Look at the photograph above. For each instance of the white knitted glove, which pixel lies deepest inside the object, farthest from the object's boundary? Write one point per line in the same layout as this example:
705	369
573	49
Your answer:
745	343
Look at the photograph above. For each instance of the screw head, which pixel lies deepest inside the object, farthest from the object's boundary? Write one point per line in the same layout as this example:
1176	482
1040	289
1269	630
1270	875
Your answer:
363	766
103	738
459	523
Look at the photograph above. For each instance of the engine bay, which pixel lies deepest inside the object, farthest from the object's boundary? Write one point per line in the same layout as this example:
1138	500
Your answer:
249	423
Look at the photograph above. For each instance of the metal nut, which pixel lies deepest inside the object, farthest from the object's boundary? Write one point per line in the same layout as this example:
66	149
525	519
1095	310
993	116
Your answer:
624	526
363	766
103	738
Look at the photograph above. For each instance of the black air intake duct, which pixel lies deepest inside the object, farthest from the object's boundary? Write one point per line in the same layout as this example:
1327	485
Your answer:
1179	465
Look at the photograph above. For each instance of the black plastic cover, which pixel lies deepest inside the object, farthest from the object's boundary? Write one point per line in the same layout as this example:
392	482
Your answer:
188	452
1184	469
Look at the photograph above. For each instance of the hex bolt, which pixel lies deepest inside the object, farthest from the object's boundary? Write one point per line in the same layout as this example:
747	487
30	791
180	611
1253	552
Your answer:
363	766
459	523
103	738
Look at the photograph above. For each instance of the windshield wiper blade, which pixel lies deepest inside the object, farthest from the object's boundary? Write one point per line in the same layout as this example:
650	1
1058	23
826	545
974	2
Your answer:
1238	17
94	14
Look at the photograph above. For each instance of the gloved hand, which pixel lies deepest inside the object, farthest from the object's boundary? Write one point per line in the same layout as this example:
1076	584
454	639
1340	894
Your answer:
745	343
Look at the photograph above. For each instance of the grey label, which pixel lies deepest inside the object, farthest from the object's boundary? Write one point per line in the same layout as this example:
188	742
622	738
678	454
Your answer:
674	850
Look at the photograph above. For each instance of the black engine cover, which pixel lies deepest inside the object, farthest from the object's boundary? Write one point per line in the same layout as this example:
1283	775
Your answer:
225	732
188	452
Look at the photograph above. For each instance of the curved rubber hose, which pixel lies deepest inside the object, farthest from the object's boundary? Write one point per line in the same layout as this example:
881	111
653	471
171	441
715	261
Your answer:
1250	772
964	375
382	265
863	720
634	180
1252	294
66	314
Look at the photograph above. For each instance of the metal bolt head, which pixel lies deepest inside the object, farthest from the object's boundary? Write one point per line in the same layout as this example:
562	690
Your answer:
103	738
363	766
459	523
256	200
*****
Repeat exactly the lines of the data from the first one through the line with "Look at the photograph above. For each instance of the screw", both of them included.

[ANSWER AREA]:
Look at the photograph above. For each instance of the white knitted glove, which pixel lies deepest inside the object, farthest from the object's boundary? Write one point per line in the same layout as this example:
705	369
573	49
Your answer:
745	343
Look at the photograph above. For each instance of the screw head, which pixel lies deepest inside the object, farthest from the object's boundary? Write one point per line in the same layout as this example:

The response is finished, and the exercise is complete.